##### TESTO DI RIFERIMENTO #####

Da Qualesammarco n. 1 del 1990
Diaristi dell’800 (in margine ad una mostra)

Da Qualesammarco n. 1 del 1990
Da Qualesammarco n. 1 del 1990
Una mostra è anche un’occasione per itinerari personali; e in quella sul brigantaggio locale (al circolo “F.P. Borazio - Lu Spite” di San Marco, lo scorso aprile-maggio) io mi sono lasciato incuriosire dai diari d’epoca che vi ho veduto. Ben quattro, dovuti a due medici, un notaio e un giudice le categorie di persone che, insieme ai canonici, erano fra le poche a possedere capacità di scrittura in un mare di povertà e di analfabetismo, se è vero che in una San Marco di 18.000 anime, intorno al 1860, 901 abitanti su 1.000 non sapevano né leggere né scrivere.
Passo in rassegna questi diaristi dell'Ottocento sul filo delle evocazioni che mi mandano i reperti in bacheca, e delle notizie che trovo nel catalogo della mostra, minuziosamente redatto da Tommaso Nardella, La Capitanata tra reazione e brigantaggio. 1860-1864 (pres. A. Motta, San Marco in Lamis, Centro Regionale Servizi Educativi e Culturali – Distretto Fg/27, 1989, pp. 121).
ll più antico di essi, Leonardo Giuliani (1786-1865), notaio, sindaco, studioso della microstoria del luogo e autore di scritti in tal senso, lascia un manoscritto, “L'ottobre 1860 in San Marco in Lamis, San Giovanni Rotondo e Cagnano Varano” completato da un “Cenno storico sul brigantaggio garganico” ad opera del figlio, il sacerdote Pietro Maria Giuliani.
Appunti della reazione borbonica” è il titolo dato al proprio diario dal medico Pasquale La Porta (1848-1913), sommaria ma talora “incalzante” cronistoria del triennio 1860-63.
Scorci drammatici hanno poi le voluminose “Rimembranze dei momenti più memorabili di mia vita” di un altro medico, Giuseppe Tardio (1863-1899), pubblicate in parte, a cura dello stesso Nardella, in un opuscolo ormai non facilmente reperibile, I giorni del brigantaggio a S. Marco in Lamis (pref. P. Soccio, s. l., Quaderni de “ll Gargano”, 1962).
Da Qualesammarco n. 1 del 1990
Da Qualesammarco n. 1 del 1990
A distanza di un secolo e più, questi diaristi ci appaiono in luce di cronisti. E come tali li usa Pasquale Soccio, peraltro filtrandoli dove necessario, nel suo Unità e brigantaggio in una città della Puglia (Napoli, ESI, 1969).

#####

SERIE DI ESERCIZI
- 1) Indica se ciascuna affermazione concorda con l'articolo sui diaristi dell'Ottocento, rispondendo sì o no e citando le parole del testo che lo dimostrano. (a) Intorno al 1860 la grande maggioranza degli abitanti di San Marco non sapeva leggere né scrivere. (b) Il catalogo della mostra fu redatto da Pasquale Soccio. (c) Leonardo Giuliani esercitava la professione di medico.
- 2) Scrivi il seguito dell'articolo sui diaristi dell'Ottocento, cominciando subito dopo l'ultima frase riportata.

##### DATI IN INGRESSO #####

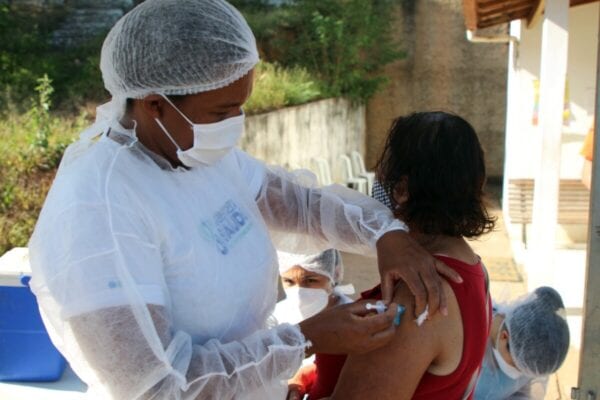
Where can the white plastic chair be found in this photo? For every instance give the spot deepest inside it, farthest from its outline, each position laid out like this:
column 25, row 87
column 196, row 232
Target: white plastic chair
column 358, row 165
column 323, row 171
column 351, row 181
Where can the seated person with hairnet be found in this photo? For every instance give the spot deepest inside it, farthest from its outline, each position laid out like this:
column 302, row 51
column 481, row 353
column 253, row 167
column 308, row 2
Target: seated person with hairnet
column 529, row 340
column 311, row 283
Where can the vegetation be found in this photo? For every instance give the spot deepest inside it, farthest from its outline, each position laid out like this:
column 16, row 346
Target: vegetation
column 31, row 146
column 311, row 49
column 344, row 43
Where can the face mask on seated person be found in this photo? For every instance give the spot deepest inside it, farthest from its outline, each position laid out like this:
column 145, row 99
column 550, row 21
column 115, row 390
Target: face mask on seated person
column 211, row 141
column 300, row 303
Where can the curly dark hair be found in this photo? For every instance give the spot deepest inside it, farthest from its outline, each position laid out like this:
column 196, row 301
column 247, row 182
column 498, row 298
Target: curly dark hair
column 436, row 158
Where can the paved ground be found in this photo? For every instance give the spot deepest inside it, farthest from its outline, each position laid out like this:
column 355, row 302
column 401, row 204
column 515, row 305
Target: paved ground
column 507, row 282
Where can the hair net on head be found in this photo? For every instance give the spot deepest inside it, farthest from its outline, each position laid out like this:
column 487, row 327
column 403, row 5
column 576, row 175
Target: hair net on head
column 538, row 332
column 176, row 47
column 328, row 263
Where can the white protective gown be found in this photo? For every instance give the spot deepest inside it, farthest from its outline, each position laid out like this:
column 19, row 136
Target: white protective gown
column 157, row 282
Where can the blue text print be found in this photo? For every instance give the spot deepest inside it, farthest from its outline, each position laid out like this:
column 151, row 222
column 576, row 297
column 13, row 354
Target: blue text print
column 226, row 226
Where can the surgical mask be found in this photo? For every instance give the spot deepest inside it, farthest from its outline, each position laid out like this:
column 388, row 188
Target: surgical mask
column 308, row 301
column 211, row 141
column 505, row 367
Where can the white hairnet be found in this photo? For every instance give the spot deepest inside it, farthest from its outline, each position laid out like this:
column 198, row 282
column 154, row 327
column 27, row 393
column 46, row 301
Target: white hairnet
column 538, row 332
column 176, row 47
column 327, row 263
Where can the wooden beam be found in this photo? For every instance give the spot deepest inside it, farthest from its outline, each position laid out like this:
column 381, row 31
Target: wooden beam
column 496, row 21
column 536, row 13
column 514, row 9
column 470, row 11
column 502, row 5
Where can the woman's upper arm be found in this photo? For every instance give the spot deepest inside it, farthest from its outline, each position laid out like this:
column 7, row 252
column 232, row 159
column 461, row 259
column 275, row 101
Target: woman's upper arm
column 394, row 371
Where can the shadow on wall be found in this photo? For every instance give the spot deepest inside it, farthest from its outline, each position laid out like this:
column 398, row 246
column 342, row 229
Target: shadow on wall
column 443, row 71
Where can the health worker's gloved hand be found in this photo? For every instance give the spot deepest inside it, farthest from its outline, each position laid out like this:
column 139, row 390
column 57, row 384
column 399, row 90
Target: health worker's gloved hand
column 349, row 329
column 400, row 257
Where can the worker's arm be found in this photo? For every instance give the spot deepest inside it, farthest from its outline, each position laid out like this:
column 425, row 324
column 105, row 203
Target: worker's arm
column 395, row 370
column 304, row 217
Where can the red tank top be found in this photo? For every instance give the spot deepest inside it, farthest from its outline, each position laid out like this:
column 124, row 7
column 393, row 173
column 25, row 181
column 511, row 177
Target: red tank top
column 472, row 298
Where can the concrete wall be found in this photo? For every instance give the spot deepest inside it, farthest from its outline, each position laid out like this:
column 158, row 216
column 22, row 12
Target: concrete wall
column 291, row 137
column 443, row 71
column 83, row 19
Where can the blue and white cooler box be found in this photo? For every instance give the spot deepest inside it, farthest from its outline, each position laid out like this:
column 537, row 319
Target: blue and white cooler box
column 26, row 352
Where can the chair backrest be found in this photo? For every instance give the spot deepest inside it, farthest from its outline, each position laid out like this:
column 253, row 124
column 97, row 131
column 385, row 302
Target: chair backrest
column 346, row 165
column 358, row 164
column 323, row 171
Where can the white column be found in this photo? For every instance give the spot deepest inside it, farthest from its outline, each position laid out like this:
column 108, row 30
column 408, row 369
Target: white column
column 589, row 361
column 513, row 110
column 553, row 69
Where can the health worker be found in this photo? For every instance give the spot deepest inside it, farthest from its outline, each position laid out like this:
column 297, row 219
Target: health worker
column 153, row 257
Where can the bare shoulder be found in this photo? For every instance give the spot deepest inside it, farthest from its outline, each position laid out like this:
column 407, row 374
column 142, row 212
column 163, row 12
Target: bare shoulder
column 394, row 371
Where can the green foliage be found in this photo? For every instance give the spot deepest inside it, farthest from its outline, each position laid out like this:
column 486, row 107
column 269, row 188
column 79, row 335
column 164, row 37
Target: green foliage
column 277, row 87
column 345, row 43
column 29, row 54
column 31, row 146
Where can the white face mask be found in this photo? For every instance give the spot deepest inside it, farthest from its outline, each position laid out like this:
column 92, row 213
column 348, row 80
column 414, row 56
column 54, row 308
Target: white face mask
column 211, row 141
column 307, row 300
column 505, row 367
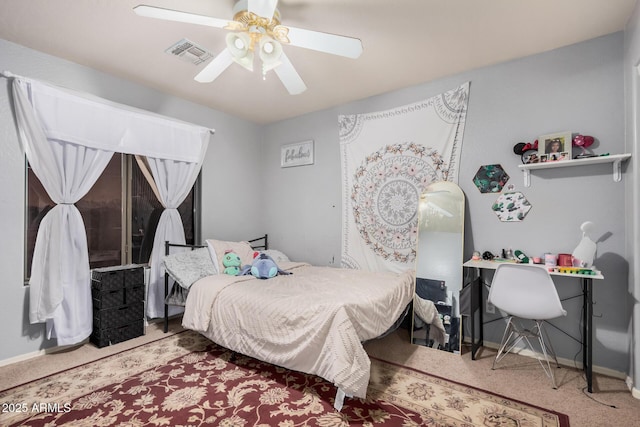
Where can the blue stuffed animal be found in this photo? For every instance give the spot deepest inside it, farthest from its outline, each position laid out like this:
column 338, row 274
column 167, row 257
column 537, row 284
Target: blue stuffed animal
column 263, row 267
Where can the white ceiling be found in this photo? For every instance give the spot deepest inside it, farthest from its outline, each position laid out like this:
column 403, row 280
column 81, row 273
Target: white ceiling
column 406, row 42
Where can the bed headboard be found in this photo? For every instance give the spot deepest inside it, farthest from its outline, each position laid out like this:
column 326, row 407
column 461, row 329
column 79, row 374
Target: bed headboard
column 259, row 243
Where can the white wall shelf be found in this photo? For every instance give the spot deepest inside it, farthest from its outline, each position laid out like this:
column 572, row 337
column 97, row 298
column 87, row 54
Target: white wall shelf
column 615, row 159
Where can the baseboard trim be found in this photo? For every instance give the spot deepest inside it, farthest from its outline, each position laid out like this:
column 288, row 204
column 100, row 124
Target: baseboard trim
column 565, row 362
column 634, row 391
column 58, row 348
column 33, row 354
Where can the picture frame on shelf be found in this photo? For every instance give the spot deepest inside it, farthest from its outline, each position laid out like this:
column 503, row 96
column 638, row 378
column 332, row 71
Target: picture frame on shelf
column 558, row 157
column 556, row 145
column 296, row 154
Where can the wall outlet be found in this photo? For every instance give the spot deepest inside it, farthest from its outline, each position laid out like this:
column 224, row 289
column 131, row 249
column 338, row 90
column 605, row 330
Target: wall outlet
column 490, row 308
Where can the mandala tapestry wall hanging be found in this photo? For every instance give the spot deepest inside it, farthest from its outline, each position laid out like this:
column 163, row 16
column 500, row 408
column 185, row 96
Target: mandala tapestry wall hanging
column 388, row 159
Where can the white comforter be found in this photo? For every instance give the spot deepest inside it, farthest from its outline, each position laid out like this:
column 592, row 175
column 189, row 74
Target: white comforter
column 312, row 321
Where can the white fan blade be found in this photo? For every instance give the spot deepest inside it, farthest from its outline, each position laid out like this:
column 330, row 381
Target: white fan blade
column 324, row 42
column 215, row 67
column 175, row 15
column 263, row 8
column 289, row 76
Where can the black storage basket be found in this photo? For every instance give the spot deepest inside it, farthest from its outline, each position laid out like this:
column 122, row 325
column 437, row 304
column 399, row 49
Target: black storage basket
column 105, row 337
column 117, row 298
column 117, row 316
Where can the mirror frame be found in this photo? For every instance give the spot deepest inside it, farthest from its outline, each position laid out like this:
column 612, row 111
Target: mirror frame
column 453, row 260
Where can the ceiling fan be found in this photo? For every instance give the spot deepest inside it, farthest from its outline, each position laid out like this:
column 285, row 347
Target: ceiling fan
column 256, row 27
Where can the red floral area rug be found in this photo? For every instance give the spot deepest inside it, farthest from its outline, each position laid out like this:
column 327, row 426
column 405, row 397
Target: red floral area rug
column 185, row 380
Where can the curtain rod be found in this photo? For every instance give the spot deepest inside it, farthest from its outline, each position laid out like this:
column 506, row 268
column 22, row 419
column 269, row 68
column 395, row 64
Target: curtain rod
column 9, row 75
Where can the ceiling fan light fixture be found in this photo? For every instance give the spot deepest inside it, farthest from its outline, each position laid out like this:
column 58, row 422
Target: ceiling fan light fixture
column 239, row 44
column 270, row 52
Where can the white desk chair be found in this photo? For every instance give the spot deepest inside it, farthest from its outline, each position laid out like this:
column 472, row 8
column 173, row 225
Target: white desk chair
column 526, row 291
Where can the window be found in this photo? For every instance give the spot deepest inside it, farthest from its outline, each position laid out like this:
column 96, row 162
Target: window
column 120, row 215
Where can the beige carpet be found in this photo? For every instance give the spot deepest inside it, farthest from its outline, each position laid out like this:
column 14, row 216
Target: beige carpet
column 520, row 378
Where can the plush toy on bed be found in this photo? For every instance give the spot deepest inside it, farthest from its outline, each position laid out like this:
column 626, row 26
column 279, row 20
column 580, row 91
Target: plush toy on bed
column 231, row 262
column 263, row 267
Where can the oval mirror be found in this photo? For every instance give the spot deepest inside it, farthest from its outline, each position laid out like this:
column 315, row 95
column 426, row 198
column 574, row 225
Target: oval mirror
column 439, row 258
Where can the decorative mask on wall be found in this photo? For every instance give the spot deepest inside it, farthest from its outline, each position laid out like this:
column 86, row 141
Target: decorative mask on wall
column 490, row 178
column 511, row 207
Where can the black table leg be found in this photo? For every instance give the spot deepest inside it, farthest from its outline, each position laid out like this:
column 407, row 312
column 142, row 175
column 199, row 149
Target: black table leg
column 476, row 305
column 587, row 331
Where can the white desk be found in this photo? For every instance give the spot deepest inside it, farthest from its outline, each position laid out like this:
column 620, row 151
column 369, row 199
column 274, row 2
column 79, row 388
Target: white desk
column 587, row 311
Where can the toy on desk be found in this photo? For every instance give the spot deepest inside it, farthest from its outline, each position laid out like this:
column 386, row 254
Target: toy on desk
column 584, row 253
column 487, row 256
column 574, row 270
column 521, row 257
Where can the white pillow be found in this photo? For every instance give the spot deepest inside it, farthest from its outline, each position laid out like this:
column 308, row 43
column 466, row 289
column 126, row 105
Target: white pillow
column 217, row 248
column 189, row 266
column 276, row 255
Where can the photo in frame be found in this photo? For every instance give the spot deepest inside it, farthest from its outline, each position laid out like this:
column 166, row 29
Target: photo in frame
column 556, row 146
column 296, row 154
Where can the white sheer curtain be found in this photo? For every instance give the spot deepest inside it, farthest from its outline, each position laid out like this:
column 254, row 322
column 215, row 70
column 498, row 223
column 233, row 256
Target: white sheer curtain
column 69, row 137
column 60, row 292
column 171, row 182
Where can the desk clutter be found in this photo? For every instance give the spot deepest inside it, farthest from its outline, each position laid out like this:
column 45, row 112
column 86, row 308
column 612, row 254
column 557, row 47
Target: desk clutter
column 555, row 263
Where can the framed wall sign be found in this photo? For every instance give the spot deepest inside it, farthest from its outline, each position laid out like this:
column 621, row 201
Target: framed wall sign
column 296, row 154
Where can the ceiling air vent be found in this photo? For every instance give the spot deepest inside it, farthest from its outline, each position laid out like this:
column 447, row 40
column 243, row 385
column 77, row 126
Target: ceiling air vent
column 189, row 51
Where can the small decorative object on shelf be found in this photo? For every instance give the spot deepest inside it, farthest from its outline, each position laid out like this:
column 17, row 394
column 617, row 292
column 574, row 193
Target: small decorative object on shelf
column 555, row 146
column 615, row 159
column 584, row 142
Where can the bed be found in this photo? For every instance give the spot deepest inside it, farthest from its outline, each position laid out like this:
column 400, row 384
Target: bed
column 314, row 320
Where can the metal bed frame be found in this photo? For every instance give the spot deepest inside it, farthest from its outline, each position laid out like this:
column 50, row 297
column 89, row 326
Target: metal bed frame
column 257, row 243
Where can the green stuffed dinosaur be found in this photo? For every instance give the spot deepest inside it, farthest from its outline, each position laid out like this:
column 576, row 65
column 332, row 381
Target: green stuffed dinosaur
column 231, row 262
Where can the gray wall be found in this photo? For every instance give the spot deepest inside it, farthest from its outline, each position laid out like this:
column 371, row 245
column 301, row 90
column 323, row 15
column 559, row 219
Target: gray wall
column 226, row 214
column 632, row 142
column 577, row 89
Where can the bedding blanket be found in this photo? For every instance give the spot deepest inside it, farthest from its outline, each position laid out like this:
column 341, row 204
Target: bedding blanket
column 312, row 321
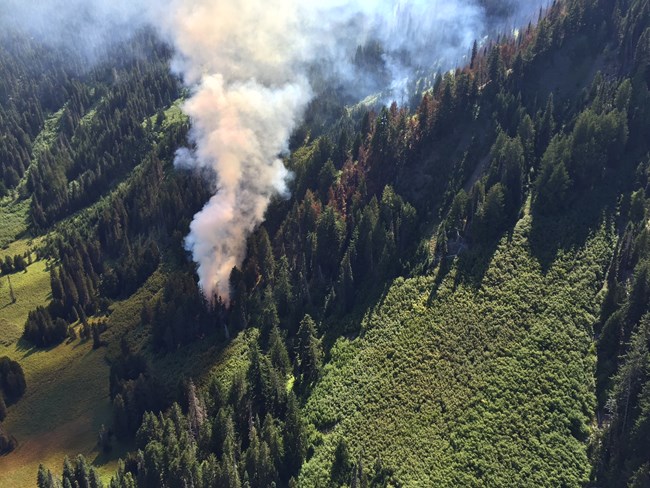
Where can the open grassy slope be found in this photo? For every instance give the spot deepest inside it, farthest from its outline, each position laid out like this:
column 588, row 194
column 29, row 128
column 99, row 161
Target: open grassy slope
column 67, row 387
column 63, row 408
column 458, row 384
column 31, row 289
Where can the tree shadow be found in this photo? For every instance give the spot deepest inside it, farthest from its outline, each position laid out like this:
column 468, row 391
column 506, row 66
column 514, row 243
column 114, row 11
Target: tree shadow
column 27, row 348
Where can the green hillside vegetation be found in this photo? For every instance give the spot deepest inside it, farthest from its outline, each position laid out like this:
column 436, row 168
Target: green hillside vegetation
column 455, row 294
column 451, row 384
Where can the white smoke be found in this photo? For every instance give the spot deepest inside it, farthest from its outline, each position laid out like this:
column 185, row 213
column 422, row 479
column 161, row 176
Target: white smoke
column 247, row 64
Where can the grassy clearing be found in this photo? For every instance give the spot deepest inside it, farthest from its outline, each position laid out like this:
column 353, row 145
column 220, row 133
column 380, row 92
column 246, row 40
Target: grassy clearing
column 463, row 385
column 13, row 219
column 31, row 288
column 63, row 408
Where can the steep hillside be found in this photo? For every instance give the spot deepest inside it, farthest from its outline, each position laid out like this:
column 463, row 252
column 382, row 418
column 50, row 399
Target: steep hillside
column 453, row 295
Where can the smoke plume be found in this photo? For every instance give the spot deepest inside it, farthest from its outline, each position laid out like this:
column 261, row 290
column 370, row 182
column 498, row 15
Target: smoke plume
column 247, row 65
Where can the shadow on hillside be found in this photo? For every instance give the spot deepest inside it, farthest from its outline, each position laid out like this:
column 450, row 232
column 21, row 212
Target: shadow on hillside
column 472, row 264
column 27, row 348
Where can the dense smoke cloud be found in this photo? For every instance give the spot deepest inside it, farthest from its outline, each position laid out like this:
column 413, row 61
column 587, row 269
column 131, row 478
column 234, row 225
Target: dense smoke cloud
column 247, row 65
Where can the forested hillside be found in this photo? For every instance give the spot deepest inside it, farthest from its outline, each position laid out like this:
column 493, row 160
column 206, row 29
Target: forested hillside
column 456, row 293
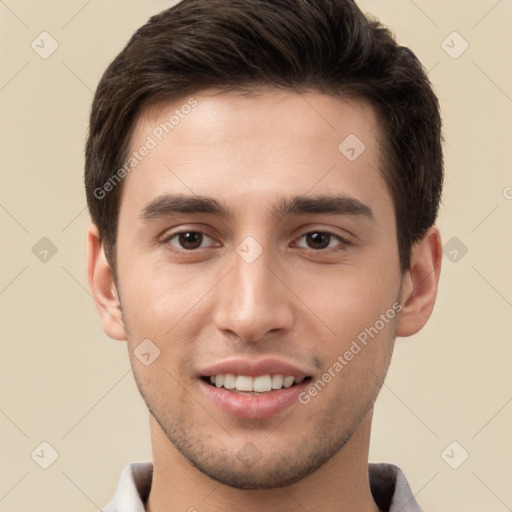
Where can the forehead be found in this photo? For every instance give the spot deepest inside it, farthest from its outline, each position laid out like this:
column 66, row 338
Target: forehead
column 257, row 146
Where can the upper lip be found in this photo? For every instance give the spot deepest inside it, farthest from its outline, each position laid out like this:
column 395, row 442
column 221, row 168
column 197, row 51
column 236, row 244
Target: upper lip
column 254, row 368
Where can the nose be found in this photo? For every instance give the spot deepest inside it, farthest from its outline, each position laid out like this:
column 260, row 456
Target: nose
column 253, row 300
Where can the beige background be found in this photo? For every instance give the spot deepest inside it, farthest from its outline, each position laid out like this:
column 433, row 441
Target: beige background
column 64, row 382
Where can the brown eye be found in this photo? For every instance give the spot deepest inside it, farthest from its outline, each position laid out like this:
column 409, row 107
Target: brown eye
column 188, row 240
column 318, row 239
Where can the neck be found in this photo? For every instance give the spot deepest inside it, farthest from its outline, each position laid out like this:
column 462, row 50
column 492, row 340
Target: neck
column 340, row 485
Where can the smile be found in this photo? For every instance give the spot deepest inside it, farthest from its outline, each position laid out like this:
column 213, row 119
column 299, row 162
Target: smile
column 254, row 385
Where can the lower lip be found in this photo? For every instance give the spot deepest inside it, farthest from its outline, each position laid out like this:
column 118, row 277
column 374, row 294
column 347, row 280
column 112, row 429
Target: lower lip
column 253, row 406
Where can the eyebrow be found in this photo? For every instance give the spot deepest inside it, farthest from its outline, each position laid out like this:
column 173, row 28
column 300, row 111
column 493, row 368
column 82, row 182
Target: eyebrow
column 173, row 204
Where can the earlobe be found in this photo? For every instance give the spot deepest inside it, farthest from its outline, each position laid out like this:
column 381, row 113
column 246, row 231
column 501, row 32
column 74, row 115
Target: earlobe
column 101, row 283
column 420, row 284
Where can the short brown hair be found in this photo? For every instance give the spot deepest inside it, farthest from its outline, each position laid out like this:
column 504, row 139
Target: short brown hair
column 297, row 45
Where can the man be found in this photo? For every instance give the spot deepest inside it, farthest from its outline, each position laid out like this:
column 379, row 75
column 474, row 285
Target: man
column 263, row 178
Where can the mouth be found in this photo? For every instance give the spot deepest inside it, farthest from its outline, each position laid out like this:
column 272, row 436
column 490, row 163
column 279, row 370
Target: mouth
column 258, row 385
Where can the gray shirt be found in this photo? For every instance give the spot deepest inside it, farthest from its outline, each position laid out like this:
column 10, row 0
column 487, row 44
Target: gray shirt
column 388, row 484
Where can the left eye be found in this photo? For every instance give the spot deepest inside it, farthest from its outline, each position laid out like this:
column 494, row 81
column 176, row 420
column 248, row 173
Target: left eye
column 319, row 240
column 188, row 240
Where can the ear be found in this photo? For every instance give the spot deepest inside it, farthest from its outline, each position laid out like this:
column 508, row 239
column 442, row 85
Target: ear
column 101, row 283
column 419, row 285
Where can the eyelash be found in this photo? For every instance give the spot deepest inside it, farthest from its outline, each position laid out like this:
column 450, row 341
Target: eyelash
column 344, row 243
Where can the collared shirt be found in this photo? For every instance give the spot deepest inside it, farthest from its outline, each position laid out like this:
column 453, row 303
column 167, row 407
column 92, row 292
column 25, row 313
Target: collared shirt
column 388, row 484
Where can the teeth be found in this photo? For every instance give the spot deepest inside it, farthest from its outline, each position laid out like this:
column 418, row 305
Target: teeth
column 288, row 381
column 260, row 384
column 277, row 381
column 243, row 383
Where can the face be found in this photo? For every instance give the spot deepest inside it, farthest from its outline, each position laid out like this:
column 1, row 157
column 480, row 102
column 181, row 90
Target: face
column 259, row 258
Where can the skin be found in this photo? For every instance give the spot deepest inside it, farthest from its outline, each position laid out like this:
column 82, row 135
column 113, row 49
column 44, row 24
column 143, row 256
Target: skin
column 297, row 302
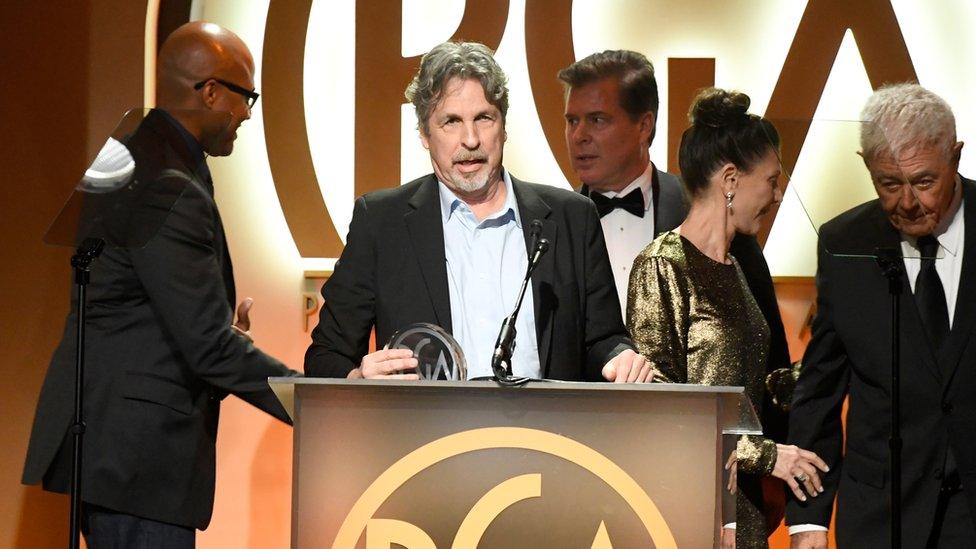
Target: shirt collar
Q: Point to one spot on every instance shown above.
(198, 157)
(643, 182)
(451, 203)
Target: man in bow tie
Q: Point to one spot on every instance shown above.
(611, 112)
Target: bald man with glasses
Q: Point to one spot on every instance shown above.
(162, 347)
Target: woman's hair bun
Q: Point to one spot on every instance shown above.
(716, 108)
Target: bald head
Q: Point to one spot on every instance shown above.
(194, 52)
(197, 70)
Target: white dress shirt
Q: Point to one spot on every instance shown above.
(951, 235)
(486, 262)
(627, 235)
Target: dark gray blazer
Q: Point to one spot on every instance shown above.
(393, 273)
(160, 354)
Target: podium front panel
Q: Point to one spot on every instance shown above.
(381, 464)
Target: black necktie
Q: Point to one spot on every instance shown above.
(930, 295)
(633, 202)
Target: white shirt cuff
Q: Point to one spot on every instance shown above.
(806, 528)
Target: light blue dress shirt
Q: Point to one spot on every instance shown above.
(486, 263)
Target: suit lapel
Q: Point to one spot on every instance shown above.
(532, 207)
(964, 317)
(656, 200)
(425, 228)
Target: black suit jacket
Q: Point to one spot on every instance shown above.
(670, 208)
(159, 354)
(850, 355)
(393, 273)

#####

SOLUZIONI DEGLI ESERCIZI
- 1)
(a) Sì: "901 abitanti su 1.000 non sapevano né leggere né scrivere".
(b) No: "minuziosamente redatto da Tommaso Nardella".
(c) No: "Leonardo Giuliani (1786-1865), notaio".

- 2)
Cronista ancora diventa Marco Centola (1827-1899), il cui ricordo dell'arrivo di Garibaldi a Melito di Porto Salvo, proprio mentre egli era giudice nella cittadina calabrese, è stato ripreso e illustrato da Tommaso Nardella nel volume Marco Centola e lo sbarco garibaldino a Melito (Napoli, Fausto Fiorentino, 1969). Centola fu inoltre giudice a San Marco nei giorni roventi del brigantaggio; e anche questa esperienza trova posto nelle 26 pagine del suo “Diario”.
Mi chiedo con che animo questi nostri concittadini e antenati scrivessero le proprie memorie. Per testimoniare avvenimenti di portata storica - reazione borbonica, appunto, e brigantaggio? Per ordinare nel proprio vissuto un tratto di realtà caotica che sconvolse il paese e i suoi individui? Per il gusto di recuperare il minimo locale? E avevano in mente di pubblicare per i posteri quei loro scritti?
Un po' di tutto questo, si direbbe, se leggiamo dalla sua profondità secolare la prima pagina di diario del Giuliani, tenera nel vento turbinoso della storia, ricercata nella sua retorica di sapore ottocentesco, bisognosa d’un uditorio tanto che il “Lettore” ne costituisce l’incipit:
“Lettore mio, quale non è il piacere in sì bel mese di cara stagione sedere in sul pendio di una collina sotto una fresca e verdeggiante ombra e passare in rivista gli oggetti che li circondano! Quando il venticello dolce e fresco si trastulla nel fogliame che tappezza le colline e le (sic) fa risaltare la duplice tinta ora verde, ora argentea.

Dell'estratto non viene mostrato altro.